(Records provided Opens)

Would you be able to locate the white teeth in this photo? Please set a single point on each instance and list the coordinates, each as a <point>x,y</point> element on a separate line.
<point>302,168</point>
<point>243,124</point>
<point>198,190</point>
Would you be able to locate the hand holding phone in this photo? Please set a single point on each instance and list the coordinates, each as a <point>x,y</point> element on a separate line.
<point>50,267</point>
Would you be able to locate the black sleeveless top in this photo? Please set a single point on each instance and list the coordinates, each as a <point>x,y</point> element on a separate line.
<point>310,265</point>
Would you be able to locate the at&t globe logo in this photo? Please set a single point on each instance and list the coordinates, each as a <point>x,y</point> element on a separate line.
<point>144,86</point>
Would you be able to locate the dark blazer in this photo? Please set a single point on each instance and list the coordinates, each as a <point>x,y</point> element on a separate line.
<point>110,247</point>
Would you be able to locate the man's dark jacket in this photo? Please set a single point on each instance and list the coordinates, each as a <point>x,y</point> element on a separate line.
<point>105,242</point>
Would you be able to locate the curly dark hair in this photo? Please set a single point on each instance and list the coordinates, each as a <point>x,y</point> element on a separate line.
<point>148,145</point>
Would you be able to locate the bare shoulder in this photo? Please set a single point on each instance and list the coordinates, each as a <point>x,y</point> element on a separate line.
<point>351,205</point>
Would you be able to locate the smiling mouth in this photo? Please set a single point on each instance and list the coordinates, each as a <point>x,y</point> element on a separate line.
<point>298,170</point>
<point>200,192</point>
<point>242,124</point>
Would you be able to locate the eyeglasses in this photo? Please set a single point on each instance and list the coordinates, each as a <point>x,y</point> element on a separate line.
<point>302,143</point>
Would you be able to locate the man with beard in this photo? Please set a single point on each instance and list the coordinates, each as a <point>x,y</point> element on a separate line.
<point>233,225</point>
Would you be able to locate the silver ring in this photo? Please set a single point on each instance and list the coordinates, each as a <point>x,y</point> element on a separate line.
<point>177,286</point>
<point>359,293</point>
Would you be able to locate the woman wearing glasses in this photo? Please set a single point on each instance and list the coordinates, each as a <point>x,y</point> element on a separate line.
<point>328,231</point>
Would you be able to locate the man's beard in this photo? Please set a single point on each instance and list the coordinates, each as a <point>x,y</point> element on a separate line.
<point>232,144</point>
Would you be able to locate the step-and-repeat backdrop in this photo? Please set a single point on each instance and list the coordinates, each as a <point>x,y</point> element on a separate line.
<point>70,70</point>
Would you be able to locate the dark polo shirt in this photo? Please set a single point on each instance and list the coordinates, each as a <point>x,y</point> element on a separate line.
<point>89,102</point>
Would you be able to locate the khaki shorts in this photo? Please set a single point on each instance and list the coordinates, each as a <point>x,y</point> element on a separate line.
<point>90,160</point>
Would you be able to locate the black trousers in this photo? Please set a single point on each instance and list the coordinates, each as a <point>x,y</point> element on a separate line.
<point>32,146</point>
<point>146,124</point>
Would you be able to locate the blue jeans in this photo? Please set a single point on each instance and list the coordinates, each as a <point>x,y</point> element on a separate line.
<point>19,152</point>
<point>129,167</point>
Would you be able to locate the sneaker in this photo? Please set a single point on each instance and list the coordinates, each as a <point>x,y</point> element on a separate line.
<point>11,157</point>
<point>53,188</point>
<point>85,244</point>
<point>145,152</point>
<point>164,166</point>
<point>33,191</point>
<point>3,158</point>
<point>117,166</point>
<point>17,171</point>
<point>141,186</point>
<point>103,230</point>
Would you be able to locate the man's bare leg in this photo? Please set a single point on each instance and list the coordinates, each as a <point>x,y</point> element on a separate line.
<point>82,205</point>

(Records provided Closes)

_What to do_. Complete, exact output of the records is expected.

_The answer_.
Would you be able to locate the white teeth in this photo? Please set a single point on each instance and list the coordinates, each as a <point>x,y</point> element on a separate line.
<point>302,168</point>
<point>243,124</point>
<point>198,190</point>
Would you be able to locate the hand holding phone in this photo? Please set a single point on each instance and list the coordinates, each as a <point>x,y</point> element on a separate line.
<point>50,267</point>
Would you be able to locate the black sleeveless top in this photo? Please set a single point on each instance and list the coordinates, each as a <point>x,y</point> element on a separate line.
<point>310,265</point>
Would you be able to locate the at&t globe logo in this photo? Please set a single point on each instance and list the coordinates, each as a <point>x,y</point> element on a separate line.
<point>144,86</point>
Would you be able to locate the dark blazer in this photo? Please set a single point on each instance and list the coordinates, each as a <point>x,y</point> element on a separate line.
<point>110,247</point>
Would you be able to locate the man's dark jacket in this photo? Please set a single point on each instance and list the coordinates, each as a <point>x,y</point> element on a separate line.
<point>105,242</point>
Would you be able to locate the curly dark hair in this photo? Please set a single point on each instance and list the coordinates, each as a <point>x,y</point> element on a separate line.
<point>148,145</point>
Would you be able to locate the bare shoulder in this photo? Please set a single point on each instance and list the coordinates, each as a <point>x,y</point> element on a separate line.
<point>351,205</point>
Would you be able to locate the smiling mouth in this photo? Please set a single point on each instance and list the coordinates, each as a <point>x,y</point> element on a separate line.
<point>298,170</point>
<point>200,192</point>
<point>242,124</point>
Would you be able to locate the eyeglasses in this photo? Please set a single point on each instance and list the coordinates, each as a <point>x,y</point> element on a separate line.
<point>302,143</point>
Would you be able to locate the man with beard in this photo? Please set a single point on each instance and list the coordinates, each as a <point>x,y</point> element on a separate line.
<point>233,225</point>
Would you be able to locate the silver ring in this photo? Please set a single point on each instance and list the coordinates, each as a <point>x,y</point> element on a separate line.
<point>177,286</point>
<point>359,293</point>
Would you be able to locate the woman wearing glasses in this photo? Please set a single point on each instance and list the coordinates, each as a <point>x,y</point> element on a separate line.
<point>328,231</point>
Would you be able to locate the man's beard in this photo? Please set a single point on each instance and list the coordinates, each as a <point>x,y</point> element on a separate line.
<point>232,144</point>
Would you be able to locate the step-and-repeat backdrop in this photo? Please set a single point on each instance and list the coordinates, each as a <point>x,y</point> element on a separate line.
<point>70,70</point>
Would you be able to locate the dark polo shirt in this photo? Please set a single point on each instance and list the coordinates, each as a <point>x,y</point> element on a separate line.
<point>89,102</point>
Would you be able to locate the khaki shorts in this photo? Please set a single point on each instance and list the coordinates, each as a <point>x,y</point> element on a separate line.
<point>90,160</point>
Would you be able to locate the black trousers in this photo? Please set a single point on each instance and list the coordinates, each as a <point>x,y</point> element on a separate line.
<point>32,146</point>
<point>146,124</point>
Would you be able to locate the blue jeans in this photo? Please set a single point on each instance and list the coordinates, each as a <point>x,y</point> element on a separate line.
<point>19,152</point>
<point>129,167</point>
Would you be able to locate the sneaker in this photo? Please set a single point on each instance and list the coordinates, each as a <point>x,y</point> element on a separate line.
<point>11,157</point>
<point>53,188</point>
<point>85,244</point>
<point>145,152</point>
<point>164,166</point>
<point>33,191</point>
<point>3,158</point>
<point>117,166</point>
<point>17,171</point>
<point>141,186</point>
<point>103,230</point>
Would you be able to locate the man's bare leg in this photo? Please set a single point on each instance and list the coordinates, each as a <point>x,y</point> element on a separate line.
<point>82,205</point>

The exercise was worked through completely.